Stored data entries:
══════

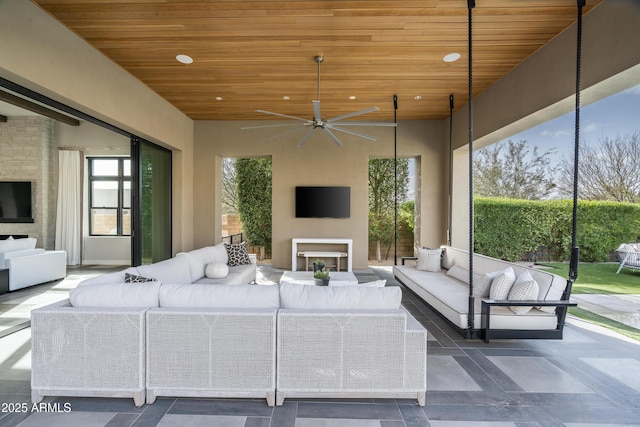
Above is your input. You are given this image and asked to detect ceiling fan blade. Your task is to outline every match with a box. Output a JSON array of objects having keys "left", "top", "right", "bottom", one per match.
[
  {"left": 298, "top": 128, "right": 316, "bottom": 148},
  {"left": 321, "top": 126, "right": 342, "bottom": 147},
  {"left": 240, "top": 123, "right": 304, "bottom": 130},
  {"left": 256, "top": 110, "right": 311, "bottom": 122},
  {"left": 311, "top": 99, "right": 322, "bottom": 122},
  {"left": 333, "top": 122, "right": 396, "bottom": 127},
  {"left": 326, "top": 125, "right": 380, "bottom": 141},
  {"left": 325, "top": 107, "right": 380, "bottom": 123}
]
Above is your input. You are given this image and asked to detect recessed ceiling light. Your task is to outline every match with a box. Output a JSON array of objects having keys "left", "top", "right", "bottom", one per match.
[
  {"left": 176, "top": 54, "right": 193, "bottom": 64},
  {"left": 442, "top": 52, "right": 460, "bottom": 62}
]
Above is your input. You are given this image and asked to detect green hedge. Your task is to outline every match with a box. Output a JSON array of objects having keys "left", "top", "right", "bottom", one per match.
[{"left": 474, "top": 198, "right": 640, "bottom": 262}]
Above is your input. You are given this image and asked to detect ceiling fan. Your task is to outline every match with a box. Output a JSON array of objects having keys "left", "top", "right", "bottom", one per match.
[{"left": 242, "top": 56, "right": 396, "bottom": 147}]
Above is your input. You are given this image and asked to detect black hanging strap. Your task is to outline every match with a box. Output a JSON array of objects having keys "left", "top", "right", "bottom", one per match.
[
  {"left": 563, "top": 0, "right": 586, "bottom": 290},
  {"left": 466, "top": 0, "right": 476, "bottom": 338}
]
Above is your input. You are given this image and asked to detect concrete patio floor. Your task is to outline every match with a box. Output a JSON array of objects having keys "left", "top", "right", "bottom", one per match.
[{"left": 0, "top": 265, "right": 640, "bottom": 427}]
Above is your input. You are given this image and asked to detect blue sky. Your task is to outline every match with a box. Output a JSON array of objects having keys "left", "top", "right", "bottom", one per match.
[{"left": 504, "top": 85, "right": 640, "bottom": 164}]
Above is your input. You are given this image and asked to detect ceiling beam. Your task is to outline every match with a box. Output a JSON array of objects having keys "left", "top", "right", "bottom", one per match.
[{"left": 0, "top": 91, "right": 80, "bottom": 126}]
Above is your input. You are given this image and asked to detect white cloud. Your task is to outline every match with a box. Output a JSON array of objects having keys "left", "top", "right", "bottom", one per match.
[{"left": 584, "top": 123, "right": 598, "bottom": 132}]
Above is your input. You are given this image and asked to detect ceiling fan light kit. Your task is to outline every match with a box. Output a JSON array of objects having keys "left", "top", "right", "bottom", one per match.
[{"left": 241, "top": 55, "right": 396, "bottom": 147}]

══════

*STATED GOAL*
Rewrite every line of the records above as a numbered list, omitting blank lines and leaving the pictures out.

*SOLUTION TO THE PROBLEM*
1. Above is your input. You are given this image and asked to detect ceiling fan blade. Your task is to outline every match with a box. Output a JSON array of objects having keys "left", "top", "right", "bottom", one per match.
2. [
3.   {"left": 298, "top": 128, "right": 316, "bottom": 148},
4.   {"left": 321, "top": 126, "right": 342, "bottom": 147},
5.   {"left": 240, "top": 123, "right": 304, "bottom": 130},
6.   {"left": 256, "top": 110, "right": 311, "bottom": 122},
7.   {"left": 311, "top": 99, "right": 322, "bottom": 122},
8.   {"left": 333, "top": 122, "right": 396, "bottom": 127},
9.   {"left": 326, "top": 125, "right": 380, "bottom": 141},
10.   {"left": 325, "top": 107, "right": 380, "bottom": 123}
11. ]
12. Above is your input. You are given this image and asked to detect recessed ceiling light. Your task is to outline every match with a box. Output a JSON array of objects having keys "left", "top", "right", "bottom", one per match.
13. [
14.   {"left": 176, "top": 54, "right": 193, "bottom": 64},
15.   {"left": 442, "top": 52, "right": 460, "bottom": 62}
16. ]
17. Above is your input. You are given this image and asked to detect green hedge. Your task is to outline every match with a box. Output a JSON array of objects having keys "left", "top", "right", "bottom", one per match.
18. [{"left": 474, "top": 198, "right": 640, "bottom": 262}]
19. Above is your input. You are given this image and asked to detect ceiling fan. Your task is to outline every match with a box. Output a JSON array of objects having keys "left", "top", "right", "bottom", one per match.
20. [{"left": 242, "top": 56, "right": 396, "bottom": 147}]
21. Above is your input. You are given this image and asked to detect black hanging strap. Your task is to outline every match with a box. Output a JSON array of objects having keys "left", "top", "right", "bottom", one per match.
22. [
23.   {"left": 563, "top": 0, "right": 586, "bottom": 290},
24.   {"left": 466, "top": 0, "right": 476, "bottom": 338}
25. ]
26. Above is your input. You are given this image and asked to detect concrete patio floor. Your task is to outline every match with a box. Output a JSON array of objects having keys "left", "top", "right", "bottom", one per match.
27. [{"left": 0, "top": 265, "right": 640, "bottom": 427}]
28. Above is your input. You are given this image and asked to detect blue sky. Your task is to outline every match with a box. Output a JSON array of objects having keys "left", "top", "right", "bottom", one per match.
29. [{"left": 504, "top": 85, "right": 640, "bottom": 164}]
30. Above is your input. You are given this image and asked to detect ceiling beam. Your task is to outline every match with a box. Output a JSON array of objects having keys "left", "top", "right", "bottom", one per match.
31. [{"left": 0, "top": 91, "right": 80, "bottom": 126}]
32. Above is your input. You are given this image and asked to detect white cloud. Your task is to outline every match with a box. Output a JSON array of objects having keys "left", "top", "right", "bottom", one per match.
33. [{"left": 584, "top": 123, "right": 598, "bottom": 132}]
34. Above is your input. You are given this image and asked to detect ceiling fan light kit. Your task is to outline every match with a box. Output a JSON array of objects having keys "left", "top", "right", "bottom", one per match.
35. [{"left": 241, "top": 55, "right": 396, "bottom": 147}]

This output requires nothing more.